** BEGIN RAW RECORDS **

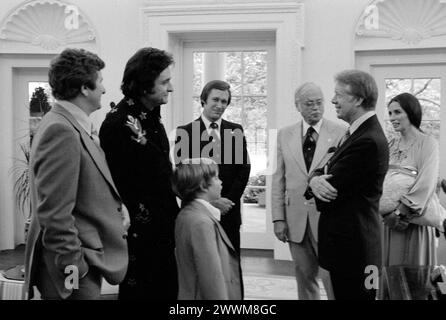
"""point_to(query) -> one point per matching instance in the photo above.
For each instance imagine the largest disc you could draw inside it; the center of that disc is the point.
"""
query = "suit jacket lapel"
(294, 141)
(324, 141)
(220, 228)
(92, 149)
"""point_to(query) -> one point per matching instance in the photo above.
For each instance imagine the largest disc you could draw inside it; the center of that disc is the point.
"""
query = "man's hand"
(125, 217)
(223, 204)
(281, 230)
(395, 222)
(322, 189)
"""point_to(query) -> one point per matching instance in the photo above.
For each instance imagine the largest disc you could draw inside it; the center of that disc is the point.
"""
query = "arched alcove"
(402, 24)
(45, 26)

** END RAW RECORDS **

→ YOUR GOAL
Update the listing by changing every "disc" to "circle" and keeping everything else the same. Leave out the pictures.

→ WRITTEN SOLUTION
"""point_to(query) -> one point per matching instance in the photo above.
For each instance imagine the largest circle you could draw inside it; the center of that circle is the point.
"""
query = "suit jacket lapel"
(294, 141)
(324, 141)
(220, 228)
(92, 149)
"""point_to(query) -> one point per matching instance in the photo above.
For each instance imagine the largest circle you could draw inside it; the center of that circle is the point.
"""
query = "man's hand"
(125, 217)
(223, 204)
(281, 230)
(395, 222)
(322, 189)
"""point_to(query) -> one point per matching instance in the photo above.
For each instance imagine the largest circle you could draw inside it; the center of that circle is the point.
"""
query = "arched alcove"
(402, 24)
(45, 26)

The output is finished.